DATA TO USE START
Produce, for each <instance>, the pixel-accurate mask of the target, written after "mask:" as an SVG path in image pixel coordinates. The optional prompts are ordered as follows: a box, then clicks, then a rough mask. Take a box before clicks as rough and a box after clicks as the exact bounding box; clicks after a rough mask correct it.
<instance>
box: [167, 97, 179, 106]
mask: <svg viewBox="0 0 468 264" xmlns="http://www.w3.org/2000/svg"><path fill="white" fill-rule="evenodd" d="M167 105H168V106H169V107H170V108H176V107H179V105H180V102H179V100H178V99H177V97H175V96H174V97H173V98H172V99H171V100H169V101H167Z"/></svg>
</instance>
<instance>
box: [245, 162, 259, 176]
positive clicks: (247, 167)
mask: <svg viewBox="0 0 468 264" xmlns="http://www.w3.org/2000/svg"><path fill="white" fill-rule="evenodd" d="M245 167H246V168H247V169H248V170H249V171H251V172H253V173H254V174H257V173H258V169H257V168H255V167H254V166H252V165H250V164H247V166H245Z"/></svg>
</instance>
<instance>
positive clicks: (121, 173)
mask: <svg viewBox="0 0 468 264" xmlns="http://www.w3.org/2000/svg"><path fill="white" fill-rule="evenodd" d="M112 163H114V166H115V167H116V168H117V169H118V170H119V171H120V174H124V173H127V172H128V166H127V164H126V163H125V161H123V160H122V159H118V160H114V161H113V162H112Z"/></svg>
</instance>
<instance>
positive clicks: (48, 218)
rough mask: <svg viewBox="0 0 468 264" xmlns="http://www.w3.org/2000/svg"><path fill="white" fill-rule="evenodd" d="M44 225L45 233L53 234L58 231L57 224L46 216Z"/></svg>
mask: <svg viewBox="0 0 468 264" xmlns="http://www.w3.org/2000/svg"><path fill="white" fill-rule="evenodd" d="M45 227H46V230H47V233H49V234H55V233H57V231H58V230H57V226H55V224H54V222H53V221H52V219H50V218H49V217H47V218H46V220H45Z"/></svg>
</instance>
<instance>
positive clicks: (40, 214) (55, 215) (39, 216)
DATA TO USE END
◆ **TASK OBJECTIVE**
Repeat only the lines above, from the first line of the entries through the line that contains "box: [245, 162, 259, 176]", including both ends.

◆ **WRITTEN RESPONSE**
Produce, for each <instance>, the pixel-accurate mask of the target, written after "mask:" as an SVG path in image pixel coordinates. The optional prompts are ordered as follows: a box, then clicks, then a rough mask. Take a box before clicks as rough and a box after clicks as the exact bounding box; clicks after a rough mask correct it.
<instance>
box: [167, 97, 179, 106]
mask: <svg viewBox="0 0 468 264" xmlns="http://www.w3.org/2000/svg"><path fill="white" fill-rule="evenodd" d="M167 105H168V106H169V107H170V108H176V107H179V105H180V102H179V100H178V99H177V97H175V96H174V97H173V98H172V99H171V100H169V101H167Z"/></svg>
</instance>
<instance>
box: [245, 162, 259, 176]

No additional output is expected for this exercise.